» Directions
Rewrite every item below with "mark the region" swapped for "outline the area", keeping everything else identical. Omit the pictures from your answer.

## Begin Data shown

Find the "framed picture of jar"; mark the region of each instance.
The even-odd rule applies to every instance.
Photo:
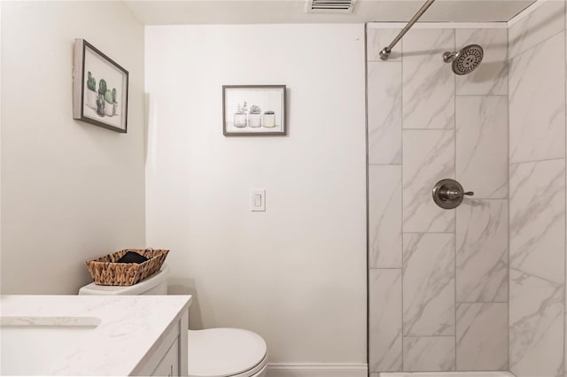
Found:
[[[128,71],[84,39],[75,39],[73,73],[73,118],[126,134]]]
[[[285,85],[223,85],[225,136],[287,135]]]

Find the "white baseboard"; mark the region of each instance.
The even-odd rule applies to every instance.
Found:
[[[266,377],[368,377],[366,364],[269,364]]]

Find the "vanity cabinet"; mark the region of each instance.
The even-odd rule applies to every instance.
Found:
[[[156,341],[131,375],[186,376],[188,310]]]

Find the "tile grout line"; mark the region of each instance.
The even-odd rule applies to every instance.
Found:
[[[508,137],[506,138],[508,151],[507,151],[507,160],[508,164],[506,164],[508,167],[508,247],[507,247],[507,254],[508,254],[508,369],[510,369],[510,58],[509,58],[509,27],[506,29],[506,76],[507,76],[507,85],[508,85],[508,122],[507,122],[507,131]]]
[[[567,38],[567,19],[566,16],[567,16],[567,12],[565,12],[565,3],[563,3],[563,92],[565,96],[563,97],[563,104],[565,104],[567,102],[567,81],[565,81],[565,74],[567,73],[567,56],[565,54],[567,54],[567,51],[565,50],[566,49],[566,38]],[[563,106],[563,111],[565,112],[565,119],[563,122],[563,132],[565,130],[565,126],[567,123],[567,106]],[[565,133],[565,135],[567,135],[567,133]],[[563,141],[563,147],[567,146],[567,139],[565,139]],[[565,148],[565,161],[567,162],[567,148]],[[567,169],[567,165],[563,164],[563,179],[564,181],[564,186],[563,187],[567,187],[567,173],[565,173],[565,170]],[[567,283],[567,272],[565,271],[565,248],[567,247],[567,227],[565,227],[565,224],[567,223],[567,219],[565,219],[565,217],[567,216],[567,200],[563,199],[563,376],[565,376],[565,335],[566,335],[566,332],[565,332],[565,308],[567,305],[567,303],[565,303],[565,284]]]
[[[453,43],[454,43],[454,50],[453,50],[454,51],[456,51],[457,50],[457,31],[456,29],[453,29]],[[455,75],[453,75],[453,88],[454,88],[454,93],[453,93],[453,145],[454,145],[454,157],[453,159],[453,163],[454,164],[454,171],[453,171],[453,174],[455,180],[458,179],[457,177],[457,78]],[[453,303],[453,310],[454,310],[454,370],[458,371],[458,365],[457,365],[457,210],[456,208],[454,211],[453,215],[454,216],[454,228],[453,228],[453,249],[454,251],[454,254],[453,255],[454,258],[454,270],[453,270],[453,278],[454,278],[454,302]]]
[[[366,139],[366,364],[367,375],[370,377],[370,226],[369,226],[369,50],[368,50],[368,24],[364,24],[364,128]]]
[[[401,287],[401,316],[400,318],[400,320],[401,322],[401,355],[400,355],[400,359],[401,359],[401,366],[399,368],[401,371],[403,371],[405,369],[405,365],[404,365],[404,332],[405,332],[405,328],[404,328],[404,275],[405,275],[405,263],[404,263],[404,41],[403,38],[400,41],[400,50],[401,50],[401,56],[400,57],[400,64],[401,65],[401,74],[400,75],[400,111],[401,112],[401,124],[400,125],[400,142],[401,142],[401,174],[400,177],[400,197],[401,197],[401,207],[400,208],[400,211],[401,212],[401,216],[400,216],[400,236],[401,236],[401,271],[400,271],[400,278],[401,278],[401,281],[400,281],[400,287]]]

## End Data shown

» Solution below
Find the "framed picture of jar"; outline the area of each instance.
The even-odd rule applies to every instance.
Photo:
Found:
[[[128,71],[84,39],[75,39],[73,73],[73,118],[126,134]]]
[[[285,85],[223,85],[225,136],[287,135]]]

Find the "white baseboard"; outline the area of each instance.
The even-odd rule applies to every instance.
Found:
[[[266,377],[368,377],[366,364],[269,364]]]

Find the "vanity cabinet"; outline the area of each instance.
The even-odd rule applies to every instance.
Found:
[[[156,341],[131,375],[186,376],[188,310]]]

Find the "tile grout line"; outline the area of each instance.
The even-odd rule applies to every instance.
Found:
[[[508,137],[506,138],[508,151],[507,151],[507,160],[508,164],[506,164],[508,167],[508,247],[507,247],[507,254],[508,254],[508,369],[510,369],[510,58],[509,58],[509,27],[506,29],[506,76],[507,76],[507,85],[508,85],[508,122],[507,122],[507,131]]]
[[[567,38],[567,19],[566,16],[567,16],[567,12],[565,12],[565,3],[563,3],[563,92],[565,96],[563,97],[563,104],[565,104],[567,102],[567,81],[565,81],[565,74],[567,73],[567,56],[565,54],[567,54],[567,51],[565,50],[566,49],[566,38]],[[563,106],[563,111],[565,112],[565,119],[563,122],[563,132],[565,130],[565,126],[567,123],[567,106]],[[565,133],[565,135],[567,135],[567,133]],[[563,141],[563,147],[567,146],[567,139],[565,139]],[[565,148],[565,161],[567,162],[567,148]],[[567,169],[567,165],[563,164],[563,179],[564,181],[564,186],[563,187],[567,187],[567,173],[565,173],[565,170]],[[567,283],[567,272],[565,271],[565,248],[567,247],[567,227],[565,227],[565,224],[567,223],[567,219],[565,219],[565,217],[567,216],[567,200],[563,199],[563,376],[565,376],[565,335],[566,335],[566,332],[565,332],[565,308],[567,305],[567,303],[565,303],[565,284]]]
[[[453,43],[454,43],[454,50],[453,50],[454,51],[456,51],[457,50],[457,31],[456,29],[453,29]],[[455,75],[453,75],[453,88],[454,88],[454,93],[453,93],[453,145],[454,145],[454,157],[453,159],[453,163],[454,164],[454,171],[453,171],[453,174],[455,180],[458,179],[457,177],[457,78]],[[453,303],[453,310],[454,310],[454,370],[458,371],[458,365],[457,365],[457,210],[456,208],[454,211],[453,215],[454,216],[454,228],[453,228],[453,249],[454,251],[454,254],[453,255],[454,258],[454,270],[453,270],[453,278],[454,278],[454,302]]]
[[[366,139],[366,364],[367,375],[370,377],[370,226],[369,226],[369,50],[368,50],[368,24],[364,24],[364,128]]]
[[[401,287],[401,316],[400,318],[400,320],[401,322],[401,355],[400,355],[400,359],[401,359],[401,366],[399,368],[401,371],[403,371],[405,369],[405,365],[404,365],[404,332],[405,332],[405,328],[404,328],[404,275],[405,275],[405,263],[404,263],[404,41],[403,38],[400,41],[400,50],[401,50],[401,56],[400,57],[400,64],[401,65],[401,74],[400,75],[400,111],[401,112],[401,124],[400,125],[400,142],[401,142],[401,174],[400,177],[400,197],[401,197],[401,207],[400,208],[400,211],[401,212],[401,216],[400,216],[400,236],[401,236],[401,271],[400,271],[400,278],[401,278],[401,281],[400,281],[400,287]]]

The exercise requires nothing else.